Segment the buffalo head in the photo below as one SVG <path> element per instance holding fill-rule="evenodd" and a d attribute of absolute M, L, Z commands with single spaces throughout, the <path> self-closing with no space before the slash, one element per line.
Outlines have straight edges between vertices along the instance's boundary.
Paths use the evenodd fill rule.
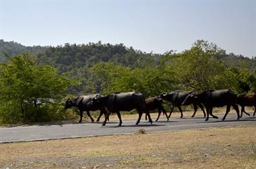
<path fill-rule="evenodd" d="M 70 98 L 68 98 L 66 101 L 66 104 L 65 105 L 64 109 L 66 110 L 69 108 L 71 108 L 73 106 L 72 100 Z"/>
<path fill-rule="evenodd" d="M 90 101 L 87 104 L 88 107 L 101 107 L 102 106 L 102 97 L 101 96 L 96 96 L 92 99 L 91 101 Z"/>
<path fill-rule="evenodd" d="M 193 102 L 195 102 L 195 101 L 197 99 L 197 96 L 194 93 L 191 93 L 187 96 L 186 98 L 184 100 L 183 102 L 182 103 L 183 106 L 187 106 Z"/>

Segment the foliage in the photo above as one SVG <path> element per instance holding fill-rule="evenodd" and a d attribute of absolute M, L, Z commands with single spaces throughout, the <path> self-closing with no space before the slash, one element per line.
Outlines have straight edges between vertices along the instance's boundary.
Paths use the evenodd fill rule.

■ Task prompt:
Copy the listing above word for word, leaving out the pictures.

■ Reply to the exercise:
Segment the buffalo head in the photo below as one SVG <path> element per instance holding fill-rule="evenodd" and a d attribute of absolute M, L, Z commands with single spaces throughout, the <path> self-closing with no space before the slash, one element per line.
Outlines have straight edges between vertices along the instance's boundary.
Paths use the evenodd fill rule.
<path fill-rule="evenodd" d="M 70 98 L 68 98 L 66 101 L 66 104 L 65 105 L 64 109 L 66 110 L 69 108 L 71 108 L 73 106 L 72 100 Z"/>
<path fill-rule="evenodd" d="M 90 101 L 87 104 L 88 107 L 101 107 L 102 106 L 102 97 L 101 96 L 96 96 L 92 99 L 91 101 Z"/>
<path fill-rule="evenodd" d="M 193 102 L 195 102 L 195 101 L 197 99 L 197 96 L 194 93 L 191 93 L 187 96 L 186 98 L 184 100 L 183 102 L 182 103 L 183 106 L 187 106 Z"/>

Segment the foliage in the photo above as one SVG <path> element per instance holding fill-rule="evenodd" and a d attribute of absolute M, L, Z commands with single spaces throughout, the <path> self-closing with no space before the slash, one element per line.
Outlines have straight edges between vertices along the instance's boundary.
Paths use the evenodd fill rule.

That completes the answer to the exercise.